## Start SELECTED EXTRACT

977, Squares of a Sorted Array
About 2 min
I Problem
Given an integer array nums sorted in non-decreasing order, return an array of the squares of each number sorted in non-decreasing order.
Example 1:
Input: nums = [-4, -1, 0, 3, 10]
Output: [0, 1, 9, 16, 100]
Explanation: After squaring, the array becomes [16, 1, 0, 9, 100]. After sorting, it becomes [0, 1, 9, 16, 100].
Example 2:
Input: nums = [-7, -3, 2, 3, 11]
Output: [4, 9, 9, 49, 121]
Constraints:
- 1 <= nums.length <= 10⁴
- -10⁴ <= nums[i] <= 10⁴
- nums is sorted in non-decreasing order.
Follow up:
Squaring each element and sorting the new array is very trivial, could you find an O(n) solution using a different approach?
Related Topics
- Array
- Two Pointers
- Sorting
II Solution
Approach 1: Brute Force
pub fn sorted_squares(nums: Vec<i32>) -> Vec<i32> {
let mut res = nums.into_iter().map(|v| v * v).collect::<Vec<_>>();
res.sort_unstable();
res
}
public int[] sortedSquares(int[] nums) {
for (int i = 0; i < nums.length; i++) {
nums[i] *= nums[i];
}
Arrays.sort(nums);
return nums;
}
Approach 2: Two Pointers
pub fn sorted_squares(nums: Vec<i32>) -> Vec<i32> {
//Self::two_pointers_1(nums)
Self::two_pointers_2(nums)

## End SELECTED EXTRACT
## Start ENTRIES SHOWN

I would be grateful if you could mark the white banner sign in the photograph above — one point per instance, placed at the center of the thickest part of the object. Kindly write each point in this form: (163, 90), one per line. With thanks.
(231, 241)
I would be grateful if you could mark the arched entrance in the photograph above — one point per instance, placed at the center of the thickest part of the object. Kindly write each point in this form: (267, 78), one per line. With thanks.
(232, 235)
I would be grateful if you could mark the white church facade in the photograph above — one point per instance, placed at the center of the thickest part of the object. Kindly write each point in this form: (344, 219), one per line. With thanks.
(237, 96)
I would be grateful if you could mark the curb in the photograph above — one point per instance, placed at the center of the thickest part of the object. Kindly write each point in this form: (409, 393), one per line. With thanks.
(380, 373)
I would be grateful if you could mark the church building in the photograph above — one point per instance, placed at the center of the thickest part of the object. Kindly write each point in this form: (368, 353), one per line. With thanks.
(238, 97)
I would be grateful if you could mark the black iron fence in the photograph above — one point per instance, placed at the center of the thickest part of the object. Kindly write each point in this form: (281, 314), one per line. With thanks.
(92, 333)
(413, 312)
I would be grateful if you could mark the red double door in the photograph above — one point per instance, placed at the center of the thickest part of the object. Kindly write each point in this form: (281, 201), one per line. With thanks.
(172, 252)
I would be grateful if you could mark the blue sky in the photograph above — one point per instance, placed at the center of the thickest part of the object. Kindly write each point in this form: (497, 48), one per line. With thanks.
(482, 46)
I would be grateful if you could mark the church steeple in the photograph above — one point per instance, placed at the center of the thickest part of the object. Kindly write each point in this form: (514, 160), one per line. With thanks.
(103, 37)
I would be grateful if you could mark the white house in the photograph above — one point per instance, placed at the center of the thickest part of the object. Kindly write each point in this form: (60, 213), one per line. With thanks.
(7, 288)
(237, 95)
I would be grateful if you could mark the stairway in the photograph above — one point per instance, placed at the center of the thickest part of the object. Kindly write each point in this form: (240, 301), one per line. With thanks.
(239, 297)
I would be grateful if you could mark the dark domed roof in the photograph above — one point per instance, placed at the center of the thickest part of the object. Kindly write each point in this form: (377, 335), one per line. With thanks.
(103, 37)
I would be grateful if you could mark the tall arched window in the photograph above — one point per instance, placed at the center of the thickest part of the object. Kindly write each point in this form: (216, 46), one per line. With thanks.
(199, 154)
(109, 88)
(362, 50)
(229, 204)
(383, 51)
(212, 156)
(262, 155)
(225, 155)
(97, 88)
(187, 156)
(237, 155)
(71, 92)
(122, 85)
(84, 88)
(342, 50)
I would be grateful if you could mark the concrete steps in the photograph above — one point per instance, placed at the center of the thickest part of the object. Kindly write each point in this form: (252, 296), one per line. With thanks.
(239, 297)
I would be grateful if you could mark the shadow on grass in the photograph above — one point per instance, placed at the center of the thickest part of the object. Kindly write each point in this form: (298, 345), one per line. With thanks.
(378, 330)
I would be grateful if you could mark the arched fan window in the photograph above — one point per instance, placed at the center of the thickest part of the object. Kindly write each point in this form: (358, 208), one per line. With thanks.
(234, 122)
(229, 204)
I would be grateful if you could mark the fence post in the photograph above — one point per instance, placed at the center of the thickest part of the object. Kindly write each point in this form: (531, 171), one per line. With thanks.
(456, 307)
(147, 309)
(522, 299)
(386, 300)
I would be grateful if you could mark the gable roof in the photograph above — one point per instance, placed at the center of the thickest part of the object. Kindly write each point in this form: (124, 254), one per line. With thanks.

## End ENTRIES SHOWN

## INSTRUCTION 1
Answer these from the sorted-squares write-up:
(a) What output does Example 2 give?
(b) What is the largest length nums may have?
(c) In the Java version of Approach 1, what call sorts the array?
## INSTRUCTION 2
Please state whether each claim agrees with the sorted-squares write-up, answering yes or no and quoting the words that settle it:
(a) The follow-up asks for an O(n) solution.
(b) The input in Example 1 contains the number 5.
(c) The second approach uses binary search.

## SOLUTION 1
(a) [4, 9, 9, 49, 121]
(b) 10⁴
(c) Arrays.sort(nums)

## SOLUTION 2
(a) Yes: "could you find an O(n) solution using a different approach?"
(b) No: "Input: nums = [-4, -1, 0, 3, 10]"
(c) No: "Approach 2: Two Pointers"